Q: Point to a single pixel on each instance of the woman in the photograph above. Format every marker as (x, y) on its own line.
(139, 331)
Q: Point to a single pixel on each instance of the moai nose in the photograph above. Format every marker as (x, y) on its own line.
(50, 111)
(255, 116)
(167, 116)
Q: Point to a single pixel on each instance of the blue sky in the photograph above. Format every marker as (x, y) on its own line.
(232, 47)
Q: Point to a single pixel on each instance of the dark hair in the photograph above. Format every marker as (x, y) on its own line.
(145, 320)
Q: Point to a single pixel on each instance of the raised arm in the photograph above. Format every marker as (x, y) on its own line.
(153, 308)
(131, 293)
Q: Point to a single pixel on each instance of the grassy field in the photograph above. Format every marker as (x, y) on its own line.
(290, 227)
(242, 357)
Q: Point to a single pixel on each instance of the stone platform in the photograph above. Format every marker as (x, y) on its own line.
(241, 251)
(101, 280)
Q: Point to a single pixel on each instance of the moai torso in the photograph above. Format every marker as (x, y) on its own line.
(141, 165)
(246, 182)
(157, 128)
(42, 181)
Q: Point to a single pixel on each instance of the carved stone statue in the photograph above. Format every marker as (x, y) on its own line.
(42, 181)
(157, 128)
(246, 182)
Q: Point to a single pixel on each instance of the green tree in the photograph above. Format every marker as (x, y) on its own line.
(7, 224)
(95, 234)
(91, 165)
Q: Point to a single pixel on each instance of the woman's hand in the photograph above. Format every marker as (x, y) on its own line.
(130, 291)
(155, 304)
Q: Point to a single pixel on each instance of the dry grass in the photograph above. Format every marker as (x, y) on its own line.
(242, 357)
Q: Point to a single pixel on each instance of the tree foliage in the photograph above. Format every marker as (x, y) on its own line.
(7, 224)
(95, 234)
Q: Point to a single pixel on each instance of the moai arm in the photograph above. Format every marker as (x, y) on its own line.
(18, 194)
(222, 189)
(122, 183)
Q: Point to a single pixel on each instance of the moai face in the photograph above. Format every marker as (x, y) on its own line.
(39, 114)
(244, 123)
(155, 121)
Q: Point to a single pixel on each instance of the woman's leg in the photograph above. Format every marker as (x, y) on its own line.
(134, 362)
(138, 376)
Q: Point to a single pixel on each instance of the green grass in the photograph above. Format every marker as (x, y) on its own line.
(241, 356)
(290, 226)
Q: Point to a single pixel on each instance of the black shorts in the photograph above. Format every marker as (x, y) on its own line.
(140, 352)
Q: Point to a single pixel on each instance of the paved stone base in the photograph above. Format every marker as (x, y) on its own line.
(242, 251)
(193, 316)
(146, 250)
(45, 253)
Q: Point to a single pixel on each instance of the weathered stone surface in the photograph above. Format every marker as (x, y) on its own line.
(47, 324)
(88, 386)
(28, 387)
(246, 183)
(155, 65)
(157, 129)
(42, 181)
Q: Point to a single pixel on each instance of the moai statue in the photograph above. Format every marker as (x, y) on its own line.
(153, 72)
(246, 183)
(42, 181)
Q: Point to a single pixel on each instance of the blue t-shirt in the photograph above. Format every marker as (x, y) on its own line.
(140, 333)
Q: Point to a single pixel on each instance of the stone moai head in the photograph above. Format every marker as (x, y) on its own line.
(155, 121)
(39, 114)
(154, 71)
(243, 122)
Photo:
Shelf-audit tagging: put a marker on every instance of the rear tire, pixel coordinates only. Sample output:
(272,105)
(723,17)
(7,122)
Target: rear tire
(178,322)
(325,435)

....................

DESCRIPTION OF THE TASK: Go through the listing above and repeat all of it exactly.

FINAL ANSWER:
Q: Point to a single pixel on each instance of the woman in the photograph above. Format every marker as (x, y) on its own line.
(139, 331)
Q: Point to a single pixel on each instance of the moai nose in the photograph above. Format every marker as (x, y) on its own line.
(50, 111)
(255, 116)
(167, 116)
Q: Point to a single pixel on each instance of the blue sky in the photograph above. Format every marker as (x, y) on its own line.
(232, 47)
Q: Point to a single pixel on each instance of the dark hair in the photograph above. Format every marker as (x, y) on its own line.
(145, 320)
Q: Point to a single pixel on each instance of the raised arm in the photograph above. Format every marker as (x, y) on its own line.
(153, 308)
(131, 293)
Q: Point to a single pixel on each instance of the grassy field in the photograph above. Format every marker as (x, y) on its own line.
(290, 227)
(242, 357)
Q: Point to a single pixel on each instance of the stone platform in the photograph above. Format every marker as (x, y) on its own line.
(241, 251)
(101, 280)
Q: Point to a single pixel on each instance of the moai torso in the photograph above. Format every marker as (x, y) on its own line.
(141, 165)
(246, 182)
(157, 128)
(42, 181)
Q: Point to a single pixel on each instance of the carved stone statue in the photograph above. Format every marker as (x, y) on its own line.
(42, 181)
(157, 128)
(246, 182)
Q: Point to a single pixel on each instance of the green tree in the photograph above. Format every marker as (x, y) on its own line.
(7, 224)
(95, 234)
(91, 165)
Q: Point to a single pixel on each instance of the woman's hand in the photograph above. Format every marker as (x, y) on its own line.
(130, 291)
(155, 304)
Q: Point to a single pixel on each instance of the dry grass in the photograph above. Format every marker as (x, y) on its own line.
(242, 357)
Q: Point to a single pixel on each instance of the tree foliage in the photograph above. Format every marker as (x, y) on its own line.
(7, 224)
(95, 234)
Q: Point to a single pixel on each instance of the moai arm in the photograph above. Format every marker as (x, y) on its own line.
(18, 194)
(222, 189)
(122, 183)
Q: Point to a single pixel on each instance of the moai face in the photograph above. Format every marker as (x, y) on its own line.
(39, 114)
(244, 123)
(155, 121)
Q: Point to a single pixel on each instance of the woman's leg in the photograph above. Format every marker as (x, y) on its own line.
(134, 362)
(138, 376)
Q: Point to a single pixel on each instance of the green grass in the photograph above. Format every marker as (x, y) on its own line.
(241, 356)
(290, 226)
Q: Point to a single pixel on each instance of the black shorts in the photograph above. Format every marker as (x, y) on its own line.
(140, 352)
Q: Point to a single pixel on each instance of the paved stone base in the photograph above. Format every marker as (x, y) on its own line.
(242, 251)
(193, 316)
(146, 250)
(45, 253)
Q: Point to a single pixel on each instance of the weathered stone surface in the photograph above. Format every marker as (x, y) on its own line.
(47, 324)
(88, 386)
(28, 387)
(246, 183)
(155, 65)
(157, 129)
(42, 181)
Q: Point to a single pixel on each instance of the moai statue in the photograph above. Format every marker as (x, y) on its own line.
(153, 72)
(246, 183)
(42, 181)
Q: Point to a single pixel on each instance of the blue t-shirt in the photograph above. Format every marker as (x, y) on its own line.
(140, 333)
Q: Point to a single pixel on each instance of the stone moai head in the photograph above. Format every marker as (x, y) on its own line.
(155, 121)
(39, 114)
(154, 71)
(243, 122)
Photo:
Shelf-audit tagging: put a marker on every instance of the rear tire, pixel coordinates only. Sample output:
(272,105)
(723,17)
(7,122)
Target: rear tire
(178,322)
(325,435)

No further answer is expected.